>> Start SOURCE EXTRACT

Ricardo Mella, “The Bankruptcy of Beliefs” and “The Rising Anarchism” (1902-03)

[These articles present a very challenging vision of the development of a revolutionary anarchism. They continue Mella’s arguments for an anarchism “without adjectives,” but also connect that notion to the idea of an “anarchist synthesis,” long before Voline presented his account of anarchist development and the need for synthesis that emerges from the very nature of anarchism itself. The translation is perhaps a little rough around the edges, but I think the ideas are clear enough.]

THE BANKRUPTCY OF BELIEFS

To my brother J. Prat:

Faith has had its moment; it has also had its noisy bankruptcy. There is nothing left standing at this hour but the lonely ruins of its altars.

Ask the learned people—or those who still wear the intellectual loincloth—and if they wish to answer you conscientiously, they will tell you that faith has died forever: political faith and religious faith, and the scientific faith that has defrauded so many hopes.

When all the past was dead, gazes turned longingly toward the rising sun. Then the sciences had their triumphal hymns. And it came to pass that the multitude was given new idols, and now the eminent representatives of the new beliefs preach right and left the sublime virtues of the dogmatic scientist. The dangerous logorrhea of flattering adjectives, and the never-ending chatter of the sham sages put us on the path to what is rightly proclaimed the bankruptcy of science.

Actually, it is not science that is bankrupt in our day. There is no science; there are sciences. There are no finished things; there are things in perpetual formation. And what does not exist cannot break. If it were still claimed that that which is in constant elaboration, that which constitutes or will constitute the flow of knowledge goes bankrupt in our time, it would only demonstrate that those who said it sought something in the sciences what they cannot give us. It is not the human task of investigating and knowing that fails; what fails, as faith failed in the past, is the sciences.

The ease of creating without examination or mature deliberation, coupled with the general poverty of culture, has resulted in theological faith being succeeded by philosophical faith and later scientific faith. Thus, religious and political fanatics are followed by the believers in a multitude of “isms,” which, if fertilized by the greatest wealth of our understanding, only confirm the atavistic tendencies of the human spirit.

But what is the meaning of the clamoring that arises at every step in the bosom of parties, schools and doctrines? What is this unceasing battle between the catechumens of the same church? It means, simply, that beliefs fail.

The enthusiasm of the neophyte, the healthy and crazy enthusiasm, forges new doctrines and the doctrines forge new beliefs. It desires something better, pursues the ideal, seeks noble and lofty employment of its activities, and barely makes a slight examination, if it finds the note that resonates harmoniously in our understanding and in our heart. It believes. Belief then pulls us along completely, directs and governs our entire existence, and absorbs all our faculties. In no other way could chapels, like churches, small or large, rise powerfully everywhere. Belief has its altars, its worship and its faithful, as faith had.

But there is a fateful, inevitable, hour of dreadful questioning. And this luminous hour is one in which mature reflection asks itself the reason for its beliefs and its ideological loves.

Then the ideal word, which was something like the nebula of a God on whose altar we burned the incense of our enthusiasm, totters. Many things crumble within us. We vacillate as a building whose foundations are weakening. We are upset about party and opinion commitments, just as if our own beliefs were to become unbearable. We believed in man, and we no longer believe. We roundly affirmed the magical virtue of certain ideas, and we do not dare to affirm it. We enjoyed the ardor of an immediate positive regeneration, and we no longer enjoy it. We are afraid of ourselves. What prodigious effort of will is required not to fall into the most appalling emptiness of ideas and feelings!

>> End SOURCE EXTRACT
>> Start MATERIAL SUPPLIED

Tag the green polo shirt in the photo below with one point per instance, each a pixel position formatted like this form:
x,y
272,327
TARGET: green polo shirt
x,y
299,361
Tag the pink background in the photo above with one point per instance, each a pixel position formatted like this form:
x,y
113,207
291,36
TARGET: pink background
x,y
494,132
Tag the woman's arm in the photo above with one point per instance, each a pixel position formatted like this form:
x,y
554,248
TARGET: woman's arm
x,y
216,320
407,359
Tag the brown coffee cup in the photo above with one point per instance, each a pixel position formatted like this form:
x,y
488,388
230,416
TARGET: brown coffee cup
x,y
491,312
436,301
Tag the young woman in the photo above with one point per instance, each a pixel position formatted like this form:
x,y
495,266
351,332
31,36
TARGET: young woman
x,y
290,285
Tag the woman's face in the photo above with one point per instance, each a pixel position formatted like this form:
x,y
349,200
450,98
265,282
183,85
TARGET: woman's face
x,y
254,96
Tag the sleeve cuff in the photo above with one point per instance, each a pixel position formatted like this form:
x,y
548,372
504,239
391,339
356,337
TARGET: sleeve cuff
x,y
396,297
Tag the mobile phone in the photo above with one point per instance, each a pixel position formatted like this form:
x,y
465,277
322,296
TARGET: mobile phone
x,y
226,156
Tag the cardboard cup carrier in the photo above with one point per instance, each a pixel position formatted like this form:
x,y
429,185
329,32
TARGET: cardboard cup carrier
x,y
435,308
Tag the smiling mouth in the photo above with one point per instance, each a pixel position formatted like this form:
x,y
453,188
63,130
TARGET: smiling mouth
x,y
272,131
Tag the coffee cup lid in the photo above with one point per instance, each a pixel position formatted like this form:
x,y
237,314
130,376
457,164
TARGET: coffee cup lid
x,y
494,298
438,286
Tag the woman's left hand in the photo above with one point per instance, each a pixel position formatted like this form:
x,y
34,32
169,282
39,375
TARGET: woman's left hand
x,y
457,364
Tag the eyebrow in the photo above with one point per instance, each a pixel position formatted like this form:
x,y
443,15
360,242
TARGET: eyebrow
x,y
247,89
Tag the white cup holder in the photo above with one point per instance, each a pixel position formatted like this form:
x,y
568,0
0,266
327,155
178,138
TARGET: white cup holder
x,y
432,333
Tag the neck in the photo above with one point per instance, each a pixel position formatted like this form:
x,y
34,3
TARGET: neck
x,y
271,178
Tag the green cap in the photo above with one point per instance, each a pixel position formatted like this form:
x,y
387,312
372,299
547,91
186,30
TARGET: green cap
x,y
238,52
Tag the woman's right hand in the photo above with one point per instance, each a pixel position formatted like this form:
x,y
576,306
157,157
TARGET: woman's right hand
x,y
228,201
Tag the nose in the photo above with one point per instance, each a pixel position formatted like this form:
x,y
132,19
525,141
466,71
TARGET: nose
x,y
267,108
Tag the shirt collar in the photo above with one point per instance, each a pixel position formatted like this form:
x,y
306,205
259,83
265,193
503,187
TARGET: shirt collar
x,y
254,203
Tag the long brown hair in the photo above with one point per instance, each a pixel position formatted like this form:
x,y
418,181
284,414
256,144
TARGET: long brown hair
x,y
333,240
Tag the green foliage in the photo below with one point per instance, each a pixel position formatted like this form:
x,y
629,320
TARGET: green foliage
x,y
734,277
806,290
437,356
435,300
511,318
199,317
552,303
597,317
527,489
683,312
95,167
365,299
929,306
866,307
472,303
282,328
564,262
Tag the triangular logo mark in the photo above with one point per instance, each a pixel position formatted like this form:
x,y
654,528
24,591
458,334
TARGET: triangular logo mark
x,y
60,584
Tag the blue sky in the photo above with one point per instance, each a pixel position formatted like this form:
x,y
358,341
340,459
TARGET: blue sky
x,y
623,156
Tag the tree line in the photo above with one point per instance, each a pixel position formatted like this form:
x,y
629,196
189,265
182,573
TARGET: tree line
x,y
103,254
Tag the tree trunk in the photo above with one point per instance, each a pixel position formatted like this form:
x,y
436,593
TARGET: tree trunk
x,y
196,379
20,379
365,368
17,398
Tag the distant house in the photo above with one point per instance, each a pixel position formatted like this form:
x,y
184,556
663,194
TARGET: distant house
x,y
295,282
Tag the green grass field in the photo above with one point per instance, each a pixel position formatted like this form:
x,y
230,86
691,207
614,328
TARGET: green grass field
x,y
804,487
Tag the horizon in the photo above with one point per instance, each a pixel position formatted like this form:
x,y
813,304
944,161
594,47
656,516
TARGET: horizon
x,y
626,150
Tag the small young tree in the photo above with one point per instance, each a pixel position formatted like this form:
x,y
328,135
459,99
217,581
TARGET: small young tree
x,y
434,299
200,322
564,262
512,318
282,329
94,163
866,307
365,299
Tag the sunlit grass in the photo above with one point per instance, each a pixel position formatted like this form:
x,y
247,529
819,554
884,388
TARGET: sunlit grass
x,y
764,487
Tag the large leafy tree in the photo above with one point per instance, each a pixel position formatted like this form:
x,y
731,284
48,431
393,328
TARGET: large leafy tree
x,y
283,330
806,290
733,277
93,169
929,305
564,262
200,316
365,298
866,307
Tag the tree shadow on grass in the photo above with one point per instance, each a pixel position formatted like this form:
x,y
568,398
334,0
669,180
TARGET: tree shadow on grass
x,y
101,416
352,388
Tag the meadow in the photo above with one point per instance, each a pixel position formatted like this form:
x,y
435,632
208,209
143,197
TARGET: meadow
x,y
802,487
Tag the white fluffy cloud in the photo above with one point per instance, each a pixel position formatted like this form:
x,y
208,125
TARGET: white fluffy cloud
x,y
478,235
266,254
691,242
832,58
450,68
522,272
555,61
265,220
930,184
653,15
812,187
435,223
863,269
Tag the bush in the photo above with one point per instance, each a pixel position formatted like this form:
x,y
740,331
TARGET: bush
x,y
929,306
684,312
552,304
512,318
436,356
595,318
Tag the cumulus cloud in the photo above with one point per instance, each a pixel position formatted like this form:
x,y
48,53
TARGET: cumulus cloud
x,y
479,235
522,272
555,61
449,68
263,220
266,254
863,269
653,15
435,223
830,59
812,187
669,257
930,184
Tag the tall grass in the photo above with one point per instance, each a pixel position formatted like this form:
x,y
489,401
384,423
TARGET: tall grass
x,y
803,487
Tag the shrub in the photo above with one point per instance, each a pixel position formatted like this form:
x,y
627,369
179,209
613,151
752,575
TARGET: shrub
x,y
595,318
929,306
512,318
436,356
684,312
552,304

>> End MATERIAL SUPPLIED

WHAT YOU ARE ASKED TO DO ::
Please carry on the essay on the bankruptcy of beliefs, starting right after its last sentence.

RESPONSE ::
There goes the crowd, drawn by the verbosity of those who carry nothing inside and by the blindness of those who are full of great and incontestable truths. There goes the multitude, lending with its unconscious action, the appearance life to a corpse whose burial only awaits the strong will of a genius intelligence, who will strip off the blindfold of the new faith.

But the man who thinks, the man who meditates on his opinions and actions in the silent solitude that leads him to the insufficiency of beliefs, sketches the beginning of the great catastrophe, feels the bankruptcy of everything that keeps humanity on a war footing and is aware of the rebuilding of his spirit.

The noisy polemic of parties, the daily battles of selfishness, bitterness, hatred and envy, of vanity and ambition, of the small and great miseries that grip the social body from top to bottom, mean nothing but that beliefs go bankrupt everywhere.

Soon, and perhaps even now, if we delved into the consciences of believers, of all believers, we would find nothing but doubts and questions. All men of good will soon confess their uncertainties. Only the closed-minded belief will be affirmed by those who hope to gain some profit, just as the priests of religions and the augurs of politics continue to sing the praises of the faith that feeds them even after its death.

So, then, is humanity is going to rush into the abyss of ultimate negation, the negation of itself?

Let us not think like the old believers, who cry before the idol that collapses. Humanity will do nothing but break one more link of the chain that imprisons it. The noise matters little. Anyone who does not feel the courage to calmly witness the collapse, will do well to retire. There is always charity for the invalids.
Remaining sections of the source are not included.